> **Problem statement**:
Extract the material without any change, starting with its first line and going on through the line with "box: [19, 22, 640, 217]".

> **Exercise data**:
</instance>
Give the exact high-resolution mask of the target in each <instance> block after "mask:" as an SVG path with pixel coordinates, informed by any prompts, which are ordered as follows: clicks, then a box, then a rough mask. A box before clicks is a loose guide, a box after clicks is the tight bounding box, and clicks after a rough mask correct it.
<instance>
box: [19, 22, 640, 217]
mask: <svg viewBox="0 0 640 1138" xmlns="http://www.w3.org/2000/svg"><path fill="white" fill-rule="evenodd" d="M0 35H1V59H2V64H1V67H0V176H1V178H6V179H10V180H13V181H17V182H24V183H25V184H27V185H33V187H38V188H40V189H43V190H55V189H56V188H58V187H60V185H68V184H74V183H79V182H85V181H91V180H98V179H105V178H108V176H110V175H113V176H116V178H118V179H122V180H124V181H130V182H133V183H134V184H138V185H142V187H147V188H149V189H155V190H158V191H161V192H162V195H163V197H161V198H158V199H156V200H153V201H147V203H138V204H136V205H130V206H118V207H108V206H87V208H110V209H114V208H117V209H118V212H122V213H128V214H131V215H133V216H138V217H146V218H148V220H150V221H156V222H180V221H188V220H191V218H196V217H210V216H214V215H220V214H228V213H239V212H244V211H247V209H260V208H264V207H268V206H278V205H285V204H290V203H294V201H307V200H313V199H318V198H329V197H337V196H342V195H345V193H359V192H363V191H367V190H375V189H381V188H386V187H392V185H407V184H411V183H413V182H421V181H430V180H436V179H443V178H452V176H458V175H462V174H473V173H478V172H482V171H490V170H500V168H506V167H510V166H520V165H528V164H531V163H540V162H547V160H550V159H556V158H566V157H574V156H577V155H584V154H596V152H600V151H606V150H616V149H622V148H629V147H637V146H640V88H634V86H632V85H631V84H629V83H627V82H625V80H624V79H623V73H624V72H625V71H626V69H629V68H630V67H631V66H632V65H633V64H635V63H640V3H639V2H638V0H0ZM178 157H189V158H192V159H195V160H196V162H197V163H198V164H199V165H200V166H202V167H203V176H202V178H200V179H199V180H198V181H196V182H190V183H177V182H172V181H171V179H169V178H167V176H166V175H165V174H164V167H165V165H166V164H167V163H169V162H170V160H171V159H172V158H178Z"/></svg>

> **Answer below**:
</instance>
Give the exact high-resolution mask of the target in each <instance> block after "mask:" as an SVG path with pixel coordinates, informed by any prompts, which are ordered as follows: clicks, then a box, then a rough mask. A box before clicks is a loose guide, a box after clicks is the tight bounding box, and clicks after a rough mask correct it.
<instance>
box: [19, 22, 640, 217]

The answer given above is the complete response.